QUOTED PASSAGE section start

Little Ones, Big Tales

One fine evening in December 1999, two families met for a cup of coffee, some rava idli and kesari. Mission: Boy meets Girl. Boy liked girl and vice versa, enough to consider a life time with each other. Just why and how, only the Almighty can explain that “tada” moment when you feel the wheels of your life clicking in place and somehow you know, things will be alright as long as you have each other.

The astrologer had a lot to say about our horoscopes too.  Almost all points that could match were matching. We would have three kids. I would build a temple. It was a rare match in that both of us were in our last reincarnation and neither was expected to return to earth in any form.

Perhaps that’s why God had both of us on an accelerated path of moksha in this birth. Husband had a long and terrible history with asthma, which made his early life very challenging. On the other hand, I was getting operated on at the rate of one surgery per decade of my life on an average. All major surgeries.

Without going too much into the morbid details of these health issues and other challenges we faced and overcame together, one of the other things we haven’t achieved in the overall Matrimony KPIs and Metrics Chart is Children. KPI Achievements for Companionship, Understanding, Support and Love however, are always following an upward trend.

We do not think our childlessness is a tragedy. Over the years, many children have benefited and continue to benefit in many ways through us, and we shower all our love and means on less privileged children around the world. We are also aunt and uncle to a hoard of nieces and nephews as our respective siblings were quite productive. It is a role we enjoy and the kids in the family have a cool aunt and uncle as a go-to elder in the family. Works both ways!

Who knows, maybe this is God’s way of well and truly wiping the slate clean of both of us, because we’ve given Him enough to deal with over our respective re-births? Thou Shalt Not Leave Anyone in Thy Likeness Behind! I like to think so!

QUOTED PASSAGE section end

TASK OBJECTIVE: Retype the stretch of the marriage essay from "Without going too" through "an upward trend.", keeping every word and mark unchanged.

GIVEN ENTRIES section start

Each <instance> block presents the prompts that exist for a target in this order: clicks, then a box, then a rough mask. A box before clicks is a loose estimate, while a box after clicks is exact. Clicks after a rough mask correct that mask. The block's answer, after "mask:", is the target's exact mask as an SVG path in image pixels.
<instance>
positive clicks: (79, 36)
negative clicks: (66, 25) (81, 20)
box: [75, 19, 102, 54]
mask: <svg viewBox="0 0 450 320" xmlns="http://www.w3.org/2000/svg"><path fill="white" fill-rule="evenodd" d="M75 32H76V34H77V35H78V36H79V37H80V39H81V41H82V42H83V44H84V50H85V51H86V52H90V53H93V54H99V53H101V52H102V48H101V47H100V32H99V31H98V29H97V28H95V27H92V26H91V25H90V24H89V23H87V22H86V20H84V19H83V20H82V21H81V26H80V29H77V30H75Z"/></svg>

GIVEN ENTRIES section end
GIVEN ENTRIES section start

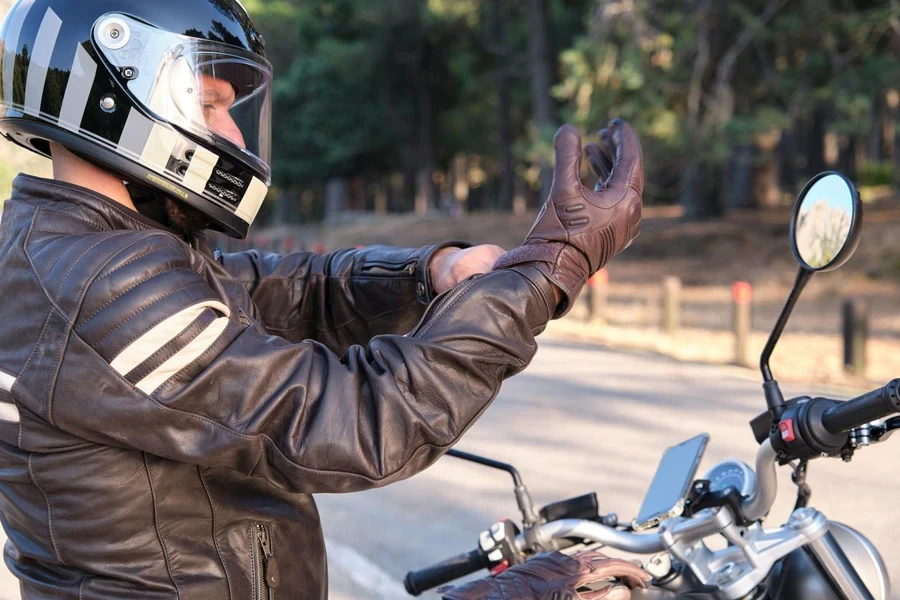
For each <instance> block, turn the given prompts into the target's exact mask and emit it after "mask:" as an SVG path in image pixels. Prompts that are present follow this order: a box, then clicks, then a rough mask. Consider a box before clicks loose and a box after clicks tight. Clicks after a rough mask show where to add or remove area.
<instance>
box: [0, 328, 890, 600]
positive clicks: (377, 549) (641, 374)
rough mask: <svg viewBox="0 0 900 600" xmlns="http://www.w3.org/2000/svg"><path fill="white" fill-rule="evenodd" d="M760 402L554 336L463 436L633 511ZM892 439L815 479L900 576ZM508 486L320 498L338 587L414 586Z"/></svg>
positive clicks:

GIVEN ENTRIES section end
GIVEN ENTRIES section start

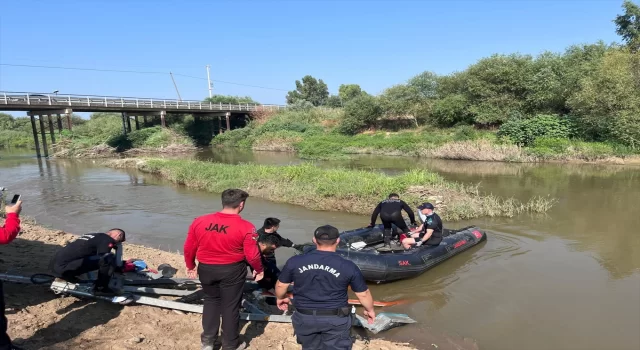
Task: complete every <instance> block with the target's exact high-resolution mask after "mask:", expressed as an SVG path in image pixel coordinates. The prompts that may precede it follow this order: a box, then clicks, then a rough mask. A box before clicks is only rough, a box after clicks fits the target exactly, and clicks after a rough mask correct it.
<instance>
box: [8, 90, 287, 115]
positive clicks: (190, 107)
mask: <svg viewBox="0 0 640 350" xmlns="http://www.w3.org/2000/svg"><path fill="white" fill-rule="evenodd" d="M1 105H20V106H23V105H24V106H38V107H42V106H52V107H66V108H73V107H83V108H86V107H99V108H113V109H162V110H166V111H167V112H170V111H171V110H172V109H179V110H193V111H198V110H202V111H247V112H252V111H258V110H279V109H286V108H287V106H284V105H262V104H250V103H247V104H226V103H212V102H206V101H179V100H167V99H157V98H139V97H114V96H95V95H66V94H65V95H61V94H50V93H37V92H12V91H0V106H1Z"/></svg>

GIVEN ENTRIES section end

TASK ANSWER:
Without going too much into the morbid details of these health issues and other challenges we faced and overcame together, one of the other things we haven’t achieved in the overall Matrimony KPIs and Metrics Chart is Children. KPI Achievements for Companionship, Understanding, Support and Love however, are always following an upward trend.